● EXERCISE BRIEF
Continue the personal essay about feeling like a stranger in one's own body and town, starting after its final sentence.

● EXTRACT TO READ
------------------------------------------------------------------------
Uninspired. Disconnected. Weary. And wanting only to feel at home in my body, in the town where I’d built a life for the decade leading up to the pandemic. But my body is unfamiliar, its shape now slack and sunken. I find it hard to believe I had an Olympian trainer just four years ago. The town is foreign too, many of my friends having moved onward and upward — away from what we once shared and whatever it was that bonded us together in the first place.
I don’t know where or what home is anymore. I sit in my apartment waiting for a number to be called. My turn to order thin-sliced Boar’s Head and breakfast sausage at the butcher counter. Sylvia meows a motherly meow, saying she loves me but for God’s sake pull it together. I move from sofa to desk to bed to desk to dining room table, trying to work on something but finding myself distracted by the creaks and echoes in the building and the mysterious chugging that some appliance downstairs emits with an unholy vengeance. I’ve struggled to keep house since being near death and hopeless in late 2021. The final bags of laundry from that era sit by the front door — reminders that I’m still not out of the woods.
------------------------------------------------------------------------
● DATA SECTION
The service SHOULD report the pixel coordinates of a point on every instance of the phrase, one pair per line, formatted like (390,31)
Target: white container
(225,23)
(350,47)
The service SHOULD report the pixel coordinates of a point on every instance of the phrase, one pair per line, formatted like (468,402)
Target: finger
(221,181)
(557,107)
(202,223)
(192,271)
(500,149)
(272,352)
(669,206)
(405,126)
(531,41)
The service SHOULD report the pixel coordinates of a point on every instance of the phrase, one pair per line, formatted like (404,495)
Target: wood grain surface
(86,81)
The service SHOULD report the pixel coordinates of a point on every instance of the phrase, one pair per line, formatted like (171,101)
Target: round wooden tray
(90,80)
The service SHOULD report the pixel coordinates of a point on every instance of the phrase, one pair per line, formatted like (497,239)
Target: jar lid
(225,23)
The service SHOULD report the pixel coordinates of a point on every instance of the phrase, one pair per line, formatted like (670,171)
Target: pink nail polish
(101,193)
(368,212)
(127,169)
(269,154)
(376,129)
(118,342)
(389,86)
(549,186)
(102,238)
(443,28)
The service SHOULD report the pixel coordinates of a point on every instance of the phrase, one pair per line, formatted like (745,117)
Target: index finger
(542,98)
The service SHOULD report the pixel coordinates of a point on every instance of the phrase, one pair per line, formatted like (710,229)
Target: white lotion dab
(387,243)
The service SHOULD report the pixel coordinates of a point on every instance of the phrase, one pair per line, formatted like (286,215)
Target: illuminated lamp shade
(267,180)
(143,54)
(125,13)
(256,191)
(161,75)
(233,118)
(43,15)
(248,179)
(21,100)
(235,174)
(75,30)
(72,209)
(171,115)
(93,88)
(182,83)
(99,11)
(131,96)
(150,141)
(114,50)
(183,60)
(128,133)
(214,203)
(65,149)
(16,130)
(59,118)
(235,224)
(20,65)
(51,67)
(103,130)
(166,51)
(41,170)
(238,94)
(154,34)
------------------------------------------------------------------------
● TASK ANSWER
My mother was a housekeeper. A cleaning lady. A domestic servant. For years I was ashamed to admit this to people. Instead I just said she was a housewife, discounting the backbreaking work she did for several local families and writing it off altogether because of how I thought it made me look in the eyes of Yale classmates whose parents were the heads of multinational corporations and royalty in far-off lands.
What I wouldn’t do to trade the shame I feel for lying about my roots for the shame I felt back then. Though today I’m proud to say my mother was a housekeeper and my father a truck driver, the shame remains as I’ve forgotten how to make a home myself, lost what it means to nurture a space into a place where I feel peace and quiet from the chaotic world outside and inside my mind.
AM I WORTH IT?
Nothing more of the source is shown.